Required action 1:
Using the J-Term text, decide whether each statement agrees with it: (a) Luther runs 17 courses around the globe during J-Term 2018. (b) The train to Rome departed from Rome at 9:35 a.m. (c) The group arrived in Rome at 11:17 a.m. Answer yes or no for each, quoting the words of the text that settle it.
Required action 2:
Reproduce the stretch of the J-Term text from "During J-Term 2018, 286" through "our traveling students.", word for word.

Reading text:
# # #
Masters, Medici, and Mass Devastation.

During J-Term 2018, 286 students and 29 program leaders will participate in one of Luther's 17 courses around the globe. Although it's impossible to keep up with everyone, these blogs are designed to provide glimpses into our students' adventures.

Take a look at the course descriptions, itineraries, and leaders to learn the details of each exciting trip. Most importantly, read the blogs to experience life alongside our traveling students.

J-Term Highlights

Check out these highlighted posts about unforgettable moments, lessons learned, and life-changing experiences!

Dear M.W.S.,

Today we arrived in Rome. Our train left Florence at 9:35 a.m. and pulled into Rome at 11:17 a.m. While we are excited to see the Vatican and the Trevi Fountain, we should first tell you about our time in Florence. The city that is rich in art and leather bags is just as glorious as when the Italian Masters called it home.
# # #
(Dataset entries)
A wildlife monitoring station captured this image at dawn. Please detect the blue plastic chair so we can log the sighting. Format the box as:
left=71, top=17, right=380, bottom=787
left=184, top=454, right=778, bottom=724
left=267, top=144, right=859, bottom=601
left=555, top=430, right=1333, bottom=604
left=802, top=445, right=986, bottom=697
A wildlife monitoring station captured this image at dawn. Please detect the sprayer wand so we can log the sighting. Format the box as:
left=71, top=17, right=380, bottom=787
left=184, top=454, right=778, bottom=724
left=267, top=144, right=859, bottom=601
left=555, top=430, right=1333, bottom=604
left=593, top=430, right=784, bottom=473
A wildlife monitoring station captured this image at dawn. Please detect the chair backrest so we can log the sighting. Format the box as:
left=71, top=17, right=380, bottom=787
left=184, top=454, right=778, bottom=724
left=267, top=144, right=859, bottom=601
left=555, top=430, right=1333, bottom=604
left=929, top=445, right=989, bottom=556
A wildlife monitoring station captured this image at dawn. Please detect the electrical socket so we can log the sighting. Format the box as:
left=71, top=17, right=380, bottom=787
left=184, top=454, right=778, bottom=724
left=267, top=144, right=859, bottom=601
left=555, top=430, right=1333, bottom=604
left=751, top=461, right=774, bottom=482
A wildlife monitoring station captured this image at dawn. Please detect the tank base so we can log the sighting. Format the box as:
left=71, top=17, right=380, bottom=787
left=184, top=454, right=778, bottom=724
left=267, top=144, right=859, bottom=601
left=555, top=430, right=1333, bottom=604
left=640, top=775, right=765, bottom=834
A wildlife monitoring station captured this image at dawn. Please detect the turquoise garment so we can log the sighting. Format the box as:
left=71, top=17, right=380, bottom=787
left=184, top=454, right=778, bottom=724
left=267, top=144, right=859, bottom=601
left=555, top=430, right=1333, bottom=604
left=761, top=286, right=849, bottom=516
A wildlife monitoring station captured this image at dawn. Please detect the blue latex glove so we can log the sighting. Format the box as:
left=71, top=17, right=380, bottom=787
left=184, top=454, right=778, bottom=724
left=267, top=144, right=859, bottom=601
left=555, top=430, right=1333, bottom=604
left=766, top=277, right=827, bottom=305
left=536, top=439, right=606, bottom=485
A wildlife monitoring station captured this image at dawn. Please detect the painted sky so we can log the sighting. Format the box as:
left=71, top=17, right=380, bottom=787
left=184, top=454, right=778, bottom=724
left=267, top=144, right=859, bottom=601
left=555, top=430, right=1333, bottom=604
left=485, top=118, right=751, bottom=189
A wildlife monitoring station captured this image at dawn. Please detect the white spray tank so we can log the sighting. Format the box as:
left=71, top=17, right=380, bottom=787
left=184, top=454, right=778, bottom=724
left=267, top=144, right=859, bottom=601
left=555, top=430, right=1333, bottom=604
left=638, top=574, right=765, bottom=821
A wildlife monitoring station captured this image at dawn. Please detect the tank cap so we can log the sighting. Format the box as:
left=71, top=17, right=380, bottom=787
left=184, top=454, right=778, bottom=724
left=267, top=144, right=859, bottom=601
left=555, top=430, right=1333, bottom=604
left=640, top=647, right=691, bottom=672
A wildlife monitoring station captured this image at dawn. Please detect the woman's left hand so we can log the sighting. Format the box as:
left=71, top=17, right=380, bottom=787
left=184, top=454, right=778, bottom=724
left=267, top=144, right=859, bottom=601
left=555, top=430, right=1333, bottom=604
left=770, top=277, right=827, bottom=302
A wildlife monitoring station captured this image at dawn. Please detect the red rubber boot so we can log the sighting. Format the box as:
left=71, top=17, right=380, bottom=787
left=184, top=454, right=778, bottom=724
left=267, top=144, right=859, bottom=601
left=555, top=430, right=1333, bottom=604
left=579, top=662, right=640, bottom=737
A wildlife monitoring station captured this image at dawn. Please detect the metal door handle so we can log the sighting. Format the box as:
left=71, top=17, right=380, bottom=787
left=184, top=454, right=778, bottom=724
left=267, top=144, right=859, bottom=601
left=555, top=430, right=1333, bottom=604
# # #
Written solution 1:
(a) Yes: "one of Luther's 17 courses around the globe"
(b) No: "Our train left Florence at 9:35 a.m."
(c) Yes: "pulled into Rome at 11:17 a.m."

Written solution 2:
During J-Term 2018, 286 students and 29 program leaders will participate in one of Luther's 17 courses around the globe. Although it's impossible to keep up with everyone, these blogs are designed to provide glimpses into our students' adventures.

Take a look at the course descriptions, itineraries, and leaders to learn the details of each exciting trip. Most importantly, read the blogs to experience life alongside our traveling students.